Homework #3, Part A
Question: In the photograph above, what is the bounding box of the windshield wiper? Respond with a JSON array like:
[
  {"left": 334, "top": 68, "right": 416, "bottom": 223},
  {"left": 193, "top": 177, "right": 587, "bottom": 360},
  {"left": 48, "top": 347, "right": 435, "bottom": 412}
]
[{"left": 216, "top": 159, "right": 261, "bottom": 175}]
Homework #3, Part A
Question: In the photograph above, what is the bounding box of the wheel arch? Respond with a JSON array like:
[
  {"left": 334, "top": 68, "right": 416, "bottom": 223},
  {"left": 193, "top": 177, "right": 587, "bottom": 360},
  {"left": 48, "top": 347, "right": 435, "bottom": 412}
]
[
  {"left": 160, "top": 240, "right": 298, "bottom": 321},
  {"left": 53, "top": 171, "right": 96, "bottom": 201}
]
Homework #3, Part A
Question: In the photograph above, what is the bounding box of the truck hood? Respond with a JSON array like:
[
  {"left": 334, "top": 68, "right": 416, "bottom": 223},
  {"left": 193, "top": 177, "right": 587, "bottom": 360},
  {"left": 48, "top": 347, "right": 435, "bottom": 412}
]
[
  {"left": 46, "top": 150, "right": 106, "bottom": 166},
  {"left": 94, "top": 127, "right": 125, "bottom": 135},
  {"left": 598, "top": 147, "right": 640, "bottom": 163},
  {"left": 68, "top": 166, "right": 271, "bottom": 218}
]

▶ **Your task**: Which lines run from the one containing "of the truck" through the end of the material? Output exactly those lines and no others.

▶ **Your response**:
Question: In the photograph above, what is the bounding box of the truck hood? Respond with a JSON array like:
[
  {"left": 334, "top": 68, "right": 416, "bottom": 223},
  {"left": 193, "top": 177, "right": 587, "bottom": 360},
  {"left": 48, "top": 347, "right": 435, "bottom": 412}
]
[
  {"left": 46, "top": 150, "right": 106, "bottom": 166},
  {"left": 94, "top": 127, "right": 125, "bottom": 135},
  {"left": 598, "top": 147, "right": 640, "bottom": 163},
  {"left": 68, "top": 166, "right": 271, "bottom": 218}
]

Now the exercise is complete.